### EXCERPT PROVIDED
"""

As the interview clip resurfaced this week, many people shared their outrage over Vance’s comments. Actress Jennifer Aniston responded to the remarks on her Instagram story on Wednesday, writing, “I truly can’t believe this is coming from a potential VP of The United States.”

“All I can say is… Mr. Vance, I pray that your daughter is fortunate enough to bear children of her own one day. I hope she will not need to turn to IVF as a second option. Because you are trying to take that away from her, too,” the actress continued.

Aniston has been vocal in the past about her fertility struggles and her experience with in vitro fertilization (IVF). IVF has become the latest frontier in the fight over reproductive rights, after an Alabama state supreme court ruling classified frozen embryos as children—a decision that infertility specialists and legal experts worried could have serious ramifications for the widely-used fertility treatment method. Vance has previously voted against a bill that would have expanded access to IVF and other fertility treatments. He supported a separate Republican-led bill that would have stripped states that prohibit IVF of Medicaid funding.

When asked for comment, Vance's press team referred TIME to a statement Donald Trump's campaign press secretary Karoline Leavitt posted on X, which says, "As a new mom, my heart aches for women who are unable to bear children" and that Vance's "words are being taken out of context and unfairly attacked."

Leavitt's post also includes comments Vance made in a separate 2021 speech where he talked about childless people, where he said, "A lot of people are unable to have kids for very complicated and important reasons… There are people of course for biological reasons, medical reasons that can't have children. The target of these remarks is not them.”

Read More: Why Trump Chose J.D. Vance

While Swift herself hasn’t publicly addressed Vance’s "childless cat ladies" comments, her fans—known as “Swifties”—took to social media to condemn them. Swift, who isn’t married and doesn’t have children, has three cats—one of which she brought to the photoshoot for the cover of TIME when she was named the 2023 Person of the Year.

Several Swifties posted the TIME cover on TikTok in response to Vance’s remarks. One user posted the cover with Swift’s song, Who’s Afraid of Little Old Me?, playing in the background, writing, “What was it that JD Vance said about childless women with cats?”

“When it hits you that Taylor Swift is childless and has cats…” one person posted on X. “JD Vance really effed this one up. The armageddon is coming for him.”

“Hell hath no fury like a certain childless cat lady who has yet to endorse a presidential candidate,” another person posted on X.

Feminist writer Caitlin Moran joined the Swifties, saying in a post on X: “It’s bold, for someone seeking votes, to hone in on ‘childless cat ladies’ when the leader of Childless Cat Ladies is TAYLOR SWIFT.”

Harris’ family also jumped to the Vice President's defense. Kerstin Emhoff, the ex-wife of Doug Emhoff, called criticisms about Harris’ lack of biological children “baseless attacks.”

“For over 10 years, since Cole and Ella were teenagers, Kamala has been a co-parent with Doug and I,” Emhoff said in a statement to CNN on Wednesday. “She is loving, nurturing, fiercely protective, and always present. I love our blended family and am grateful to have her in it.”

Harris’s stepdaughter Ella Emhoff, 25, praised her mother’s statement on her Instagram story on Thursday, saying, “How can you be ‘childless’ when you have cutie pie kids like Cole and I.”

“I love my three parents,” she added.

Vice President Harris hasn't commented on Vance's remarks, and her campaign declined to comment.

Buttigieg addressed the issue in a CNN interview on Tuesday, saying that the comments came after he and his husband had been through “a fairly heartbreaking setback in our adoption journey."

“[Vance] couldn’t have known that, but maybe that’s why you shouldn’t be talking about other people’s children,” Buttigieg said. “It’s not about his kids, or my kids, or the Vice President’s family. It’s about your family. People’s families whose well-being will depend on whether we go into a future led by somebody like Kamala Harris who is focused on expanding the prosperity, the freedom, the well-being of our families.”

"""

### PROBLEM TO SOLVE
Rewrite everything from "Leavitt's post also" down to "of the Year." in the excerpt on reactions to Vance's remarks, changing "childless people" to "people without children". Ignore the data that comes after this; it has nothing to do with the text.

### DATA RECORDS
"""

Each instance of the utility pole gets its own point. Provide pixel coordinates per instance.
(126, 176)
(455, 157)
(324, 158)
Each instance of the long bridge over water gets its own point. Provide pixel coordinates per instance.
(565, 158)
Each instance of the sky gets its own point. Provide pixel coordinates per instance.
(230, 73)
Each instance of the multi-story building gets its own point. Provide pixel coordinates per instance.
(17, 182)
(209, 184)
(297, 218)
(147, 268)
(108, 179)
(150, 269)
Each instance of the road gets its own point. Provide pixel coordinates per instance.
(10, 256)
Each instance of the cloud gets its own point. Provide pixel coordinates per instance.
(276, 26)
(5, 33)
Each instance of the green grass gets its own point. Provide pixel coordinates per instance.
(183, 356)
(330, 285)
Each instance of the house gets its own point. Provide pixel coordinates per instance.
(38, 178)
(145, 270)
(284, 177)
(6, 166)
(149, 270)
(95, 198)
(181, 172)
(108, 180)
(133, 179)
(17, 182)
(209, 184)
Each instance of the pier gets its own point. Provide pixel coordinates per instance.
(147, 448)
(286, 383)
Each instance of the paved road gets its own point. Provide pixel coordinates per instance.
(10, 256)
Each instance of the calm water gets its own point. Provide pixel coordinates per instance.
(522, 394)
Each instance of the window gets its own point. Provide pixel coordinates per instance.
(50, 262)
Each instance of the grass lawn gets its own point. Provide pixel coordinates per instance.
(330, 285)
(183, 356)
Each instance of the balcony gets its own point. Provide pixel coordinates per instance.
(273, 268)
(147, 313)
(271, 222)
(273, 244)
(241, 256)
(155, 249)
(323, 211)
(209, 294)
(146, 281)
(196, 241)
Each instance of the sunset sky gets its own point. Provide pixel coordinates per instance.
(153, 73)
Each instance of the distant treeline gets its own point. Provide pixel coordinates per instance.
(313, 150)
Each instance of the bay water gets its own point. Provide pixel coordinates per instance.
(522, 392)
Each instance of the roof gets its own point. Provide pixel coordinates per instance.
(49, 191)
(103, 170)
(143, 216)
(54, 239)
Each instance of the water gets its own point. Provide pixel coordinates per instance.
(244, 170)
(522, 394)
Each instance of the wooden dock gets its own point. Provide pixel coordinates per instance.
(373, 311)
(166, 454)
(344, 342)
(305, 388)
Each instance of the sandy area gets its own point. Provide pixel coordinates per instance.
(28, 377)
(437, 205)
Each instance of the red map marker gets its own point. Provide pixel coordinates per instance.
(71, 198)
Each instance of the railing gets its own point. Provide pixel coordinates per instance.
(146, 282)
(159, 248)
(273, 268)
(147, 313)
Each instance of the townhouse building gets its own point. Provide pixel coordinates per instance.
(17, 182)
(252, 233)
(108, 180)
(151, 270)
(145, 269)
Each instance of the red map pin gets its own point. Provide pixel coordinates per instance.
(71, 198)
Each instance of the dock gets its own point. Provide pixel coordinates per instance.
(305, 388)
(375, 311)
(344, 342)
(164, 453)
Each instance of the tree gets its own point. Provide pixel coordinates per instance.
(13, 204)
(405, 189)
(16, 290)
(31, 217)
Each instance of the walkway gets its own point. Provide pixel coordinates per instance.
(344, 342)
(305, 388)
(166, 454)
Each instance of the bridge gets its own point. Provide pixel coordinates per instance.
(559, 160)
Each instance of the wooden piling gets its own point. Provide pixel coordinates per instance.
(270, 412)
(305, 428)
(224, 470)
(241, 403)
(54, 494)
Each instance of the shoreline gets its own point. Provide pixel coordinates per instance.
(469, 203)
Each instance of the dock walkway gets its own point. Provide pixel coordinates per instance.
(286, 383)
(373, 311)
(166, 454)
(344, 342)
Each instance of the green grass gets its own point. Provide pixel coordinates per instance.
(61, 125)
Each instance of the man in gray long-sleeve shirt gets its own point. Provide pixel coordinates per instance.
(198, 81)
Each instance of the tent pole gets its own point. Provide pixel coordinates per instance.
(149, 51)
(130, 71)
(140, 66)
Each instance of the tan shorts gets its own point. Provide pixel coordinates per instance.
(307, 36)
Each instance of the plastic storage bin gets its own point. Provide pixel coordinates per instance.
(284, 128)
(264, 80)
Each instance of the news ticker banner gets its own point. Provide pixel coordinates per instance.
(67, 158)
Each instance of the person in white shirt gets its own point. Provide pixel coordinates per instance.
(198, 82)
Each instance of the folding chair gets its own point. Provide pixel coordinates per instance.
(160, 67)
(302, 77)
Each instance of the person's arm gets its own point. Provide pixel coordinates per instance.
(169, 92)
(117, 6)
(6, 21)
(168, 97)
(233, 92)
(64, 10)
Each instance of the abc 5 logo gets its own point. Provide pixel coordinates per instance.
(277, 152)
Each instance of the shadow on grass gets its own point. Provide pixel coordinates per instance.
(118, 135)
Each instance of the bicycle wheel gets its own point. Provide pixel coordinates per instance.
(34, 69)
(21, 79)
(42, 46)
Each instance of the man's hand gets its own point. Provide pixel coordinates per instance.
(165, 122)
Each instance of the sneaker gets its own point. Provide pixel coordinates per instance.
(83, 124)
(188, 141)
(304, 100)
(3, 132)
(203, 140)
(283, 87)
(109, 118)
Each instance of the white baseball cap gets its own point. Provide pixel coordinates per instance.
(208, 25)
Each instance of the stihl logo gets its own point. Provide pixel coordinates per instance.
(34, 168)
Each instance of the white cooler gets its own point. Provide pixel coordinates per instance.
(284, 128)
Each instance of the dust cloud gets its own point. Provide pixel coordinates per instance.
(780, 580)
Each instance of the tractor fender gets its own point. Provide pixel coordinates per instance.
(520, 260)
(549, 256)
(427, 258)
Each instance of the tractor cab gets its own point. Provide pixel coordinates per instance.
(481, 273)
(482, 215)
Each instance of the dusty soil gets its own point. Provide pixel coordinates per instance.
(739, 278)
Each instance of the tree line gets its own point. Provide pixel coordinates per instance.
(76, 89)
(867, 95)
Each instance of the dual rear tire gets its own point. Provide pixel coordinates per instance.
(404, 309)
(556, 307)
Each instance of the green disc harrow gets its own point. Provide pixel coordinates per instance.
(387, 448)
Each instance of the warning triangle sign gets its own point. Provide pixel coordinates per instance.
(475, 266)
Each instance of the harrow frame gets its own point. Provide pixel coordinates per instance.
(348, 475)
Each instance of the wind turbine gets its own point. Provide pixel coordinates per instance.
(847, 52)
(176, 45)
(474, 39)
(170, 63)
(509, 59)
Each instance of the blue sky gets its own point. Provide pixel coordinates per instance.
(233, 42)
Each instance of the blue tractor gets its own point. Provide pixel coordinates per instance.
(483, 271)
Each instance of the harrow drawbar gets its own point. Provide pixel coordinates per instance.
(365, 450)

"""

### SOLUTION
Leavitt's post also includes comments Vance made in a separate 2021 speech where he talked about people without children, where he said, "A lot of people are unable to have kids for very complicated and important reasons… There are people of course for biological reasons, medical reasons that can't have children. The target of these remarks is not them.”

Read More: Why Trump Chose J.D. Vance

While Swift herself hasn’t publicly addressed Vance’s "childless cat ladies" comments, her fans—known as “Swifties”—took to social media to condemn them. Swift, who isn’t married and doesn’t have children, has three cats—one of which she brought to the photoshoot for the cover of TIME when she was named the 2023 Person of the Year.